• _What you have to do_:
Once you find the line containing "where the dry" in the data below, copy it and each following line exactly, up to and including the line containing "where the mud", and nothing else.

(Records drawn from a dataset)
▼▼▼

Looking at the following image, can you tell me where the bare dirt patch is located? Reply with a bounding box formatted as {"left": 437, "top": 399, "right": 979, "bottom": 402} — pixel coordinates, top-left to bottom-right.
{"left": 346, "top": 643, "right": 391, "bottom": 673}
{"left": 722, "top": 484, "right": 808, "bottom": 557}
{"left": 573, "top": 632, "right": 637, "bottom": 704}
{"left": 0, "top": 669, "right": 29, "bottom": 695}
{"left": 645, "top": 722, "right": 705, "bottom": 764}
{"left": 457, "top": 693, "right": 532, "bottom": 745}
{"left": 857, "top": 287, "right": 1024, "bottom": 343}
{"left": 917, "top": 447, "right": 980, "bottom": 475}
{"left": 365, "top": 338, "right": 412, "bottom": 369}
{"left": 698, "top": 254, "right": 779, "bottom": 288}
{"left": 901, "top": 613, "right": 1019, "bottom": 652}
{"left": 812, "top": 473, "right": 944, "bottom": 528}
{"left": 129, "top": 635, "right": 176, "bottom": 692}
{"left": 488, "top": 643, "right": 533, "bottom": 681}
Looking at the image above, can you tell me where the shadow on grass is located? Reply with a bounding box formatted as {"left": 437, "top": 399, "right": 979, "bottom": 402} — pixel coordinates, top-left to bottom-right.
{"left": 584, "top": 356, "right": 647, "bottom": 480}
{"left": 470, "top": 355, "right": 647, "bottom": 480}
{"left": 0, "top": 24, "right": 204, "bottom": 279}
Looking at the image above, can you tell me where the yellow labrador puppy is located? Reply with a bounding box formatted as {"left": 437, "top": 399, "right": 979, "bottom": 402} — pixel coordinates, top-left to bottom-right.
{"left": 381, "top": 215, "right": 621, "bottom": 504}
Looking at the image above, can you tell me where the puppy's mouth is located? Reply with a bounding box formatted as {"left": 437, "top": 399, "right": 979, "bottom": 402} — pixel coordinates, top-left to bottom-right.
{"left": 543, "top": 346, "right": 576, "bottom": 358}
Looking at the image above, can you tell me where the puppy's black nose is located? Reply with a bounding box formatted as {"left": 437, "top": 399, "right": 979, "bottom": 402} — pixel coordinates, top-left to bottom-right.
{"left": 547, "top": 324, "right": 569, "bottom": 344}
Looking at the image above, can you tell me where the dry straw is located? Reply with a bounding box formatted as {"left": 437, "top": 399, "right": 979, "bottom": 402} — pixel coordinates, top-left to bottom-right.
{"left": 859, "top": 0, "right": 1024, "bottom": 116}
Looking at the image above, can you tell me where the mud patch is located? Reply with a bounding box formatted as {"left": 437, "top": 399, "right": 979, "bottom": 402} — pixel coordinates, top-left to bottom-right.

▲▲▲
▼▼▼

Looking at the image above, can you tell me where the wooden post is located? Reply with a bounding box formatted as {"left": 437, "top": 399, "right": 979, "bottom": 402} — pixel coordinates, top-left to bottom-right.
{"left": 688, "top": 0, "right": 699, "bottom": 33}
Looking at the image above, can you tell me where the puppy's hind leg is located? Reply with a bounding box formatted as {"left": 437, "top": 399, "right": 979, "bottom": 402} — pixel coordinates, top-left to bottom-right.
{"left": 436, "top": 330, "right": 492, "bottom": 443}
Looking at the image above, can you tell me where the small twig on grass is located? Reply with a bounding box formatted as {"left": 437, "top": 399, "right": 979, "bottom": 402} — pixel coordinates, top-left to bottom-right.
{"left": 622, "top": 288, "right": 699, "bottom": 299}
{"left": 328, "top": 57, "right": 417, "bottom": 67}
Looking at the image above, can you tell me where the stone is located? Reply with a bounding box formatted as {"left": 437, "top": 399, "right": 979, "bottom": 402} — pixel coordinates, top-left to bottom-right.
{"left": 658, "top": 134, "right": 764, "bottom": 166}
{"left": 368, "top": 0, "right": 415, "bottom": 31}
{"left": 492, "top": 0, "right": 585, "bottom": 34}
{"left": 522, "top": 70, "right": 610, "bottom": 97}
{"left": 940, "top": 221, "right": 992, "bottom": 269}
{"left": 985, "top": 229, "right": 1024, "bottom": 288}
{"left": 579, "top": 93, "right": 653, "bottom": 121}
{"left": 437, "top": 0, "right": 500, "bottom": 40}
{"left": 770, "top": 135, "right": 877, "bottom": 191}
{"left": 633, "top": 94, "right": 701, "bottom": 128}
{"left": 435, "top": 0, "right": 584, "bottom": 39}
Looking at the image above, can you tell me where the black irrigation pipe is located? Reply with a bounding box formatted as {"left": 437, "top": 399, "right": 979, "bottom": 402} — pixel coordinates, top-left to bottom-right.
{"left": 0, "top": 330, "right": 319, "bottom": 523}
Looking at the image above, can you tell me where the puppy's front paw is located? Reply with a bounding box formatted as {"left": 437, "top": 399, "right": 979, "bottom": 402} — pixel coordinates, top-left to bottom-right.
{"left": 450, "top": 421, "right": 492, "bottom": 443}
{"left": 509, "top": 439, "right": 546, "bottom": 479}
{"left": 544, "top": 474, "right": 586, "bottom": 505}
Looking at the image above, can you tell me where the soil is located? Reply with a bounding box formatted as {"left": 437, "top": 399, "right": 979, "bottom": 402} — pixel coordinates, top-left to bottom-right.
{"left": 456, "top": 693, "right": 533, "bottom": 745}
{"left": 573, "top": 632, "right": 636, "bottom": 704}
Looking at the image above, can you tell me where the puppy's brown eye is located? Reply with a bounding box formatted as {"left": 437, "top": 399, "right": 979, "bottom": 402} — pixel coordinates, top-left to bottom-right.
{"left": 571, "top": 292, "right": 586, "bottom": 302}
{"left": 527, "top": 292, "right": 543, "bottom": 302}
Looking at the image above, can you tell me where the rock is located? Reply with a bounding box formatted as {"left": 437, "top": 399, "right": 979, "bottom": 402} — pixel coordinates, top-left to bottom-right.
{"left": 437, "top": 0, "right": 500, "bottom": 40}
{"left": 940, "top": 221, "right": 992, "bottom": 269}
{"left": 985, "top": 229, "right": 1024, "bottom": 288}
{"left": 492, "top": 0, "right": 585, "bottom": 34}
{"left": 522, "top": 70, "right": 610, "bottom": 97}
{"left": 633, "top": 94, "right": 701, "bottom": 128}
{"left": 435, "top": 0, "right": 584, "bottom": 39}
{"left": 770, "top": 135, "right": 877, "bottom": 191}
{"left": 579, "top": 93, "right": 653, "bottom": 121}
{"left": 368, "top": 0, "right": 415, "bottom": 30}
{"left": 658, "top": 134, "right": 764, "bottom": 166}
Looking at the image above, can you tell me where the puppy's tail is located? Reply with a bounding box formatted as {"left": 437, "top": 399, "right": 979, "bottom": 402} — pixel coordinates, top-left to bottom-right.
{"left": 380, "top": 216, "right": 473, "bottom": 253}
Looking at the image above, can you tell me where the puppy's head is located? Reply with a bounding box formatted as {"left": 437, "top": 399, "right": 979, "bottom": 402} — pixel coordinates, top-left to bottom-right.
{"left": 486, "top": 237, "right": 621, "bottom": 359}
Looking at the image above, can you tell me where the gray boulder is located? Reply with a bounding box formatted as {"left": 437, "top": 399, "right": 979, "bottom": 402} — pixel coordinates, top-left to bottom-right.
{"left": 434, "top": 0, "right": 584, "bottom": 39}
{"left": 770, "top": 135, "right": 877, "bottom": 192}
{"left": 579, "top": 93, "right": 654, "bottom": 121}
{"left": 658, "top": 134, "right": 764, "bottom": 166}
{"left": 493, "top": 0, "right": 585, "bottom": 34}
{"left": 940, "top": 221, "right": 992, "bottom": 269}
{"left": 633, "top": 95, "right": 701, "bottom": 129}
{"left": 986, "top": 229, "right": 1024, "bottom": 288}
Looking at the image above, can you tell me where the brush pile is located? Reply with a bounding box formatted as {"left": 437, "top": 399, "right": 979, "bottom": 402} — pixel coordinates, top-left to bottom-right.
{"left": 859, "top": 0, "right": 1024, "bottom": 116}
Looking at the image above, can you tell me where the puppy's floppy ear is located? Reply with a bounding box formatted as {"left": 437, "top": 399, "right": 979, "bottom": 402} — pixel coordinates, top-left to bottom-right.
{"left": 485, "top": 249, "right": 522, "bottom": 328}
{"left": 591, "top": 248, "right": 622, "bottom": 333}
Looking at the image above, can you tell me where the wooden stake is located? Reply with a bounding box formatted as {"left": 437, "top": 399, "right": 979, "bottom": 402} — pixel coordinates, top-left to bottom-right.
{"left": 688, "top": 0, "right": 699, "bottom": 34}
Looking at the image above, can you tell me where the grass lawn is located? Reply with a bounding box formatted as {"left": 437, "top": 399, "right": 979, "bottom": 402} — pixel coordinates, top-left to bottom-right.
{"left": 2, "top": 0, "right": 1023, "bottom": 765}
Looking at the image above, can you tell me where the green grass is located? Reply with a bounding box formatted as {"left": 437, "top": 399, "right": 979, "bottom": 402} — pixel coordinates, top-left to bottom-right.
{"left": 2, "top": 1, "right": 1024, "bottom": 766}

▲▲▲

• _Result of this task_:
Looking at the image above, can you tell me where the dry straw is located? Reply with a bounding box formatted as {"left": 437, "top": 399, "right": 979, "bottom": 402} — pixel coordinates, top-left to bottom-right.
{"left": 859, "top": 0, "right": 1024, "bottom": 116}
Looking at the image above, can you tell me where the mud patch is located? Reply with a bounding box formatted as {"left": 437, "top": 399, "right": 979, "bottom": 402} — pixel coordinates, top-left to bottom-right.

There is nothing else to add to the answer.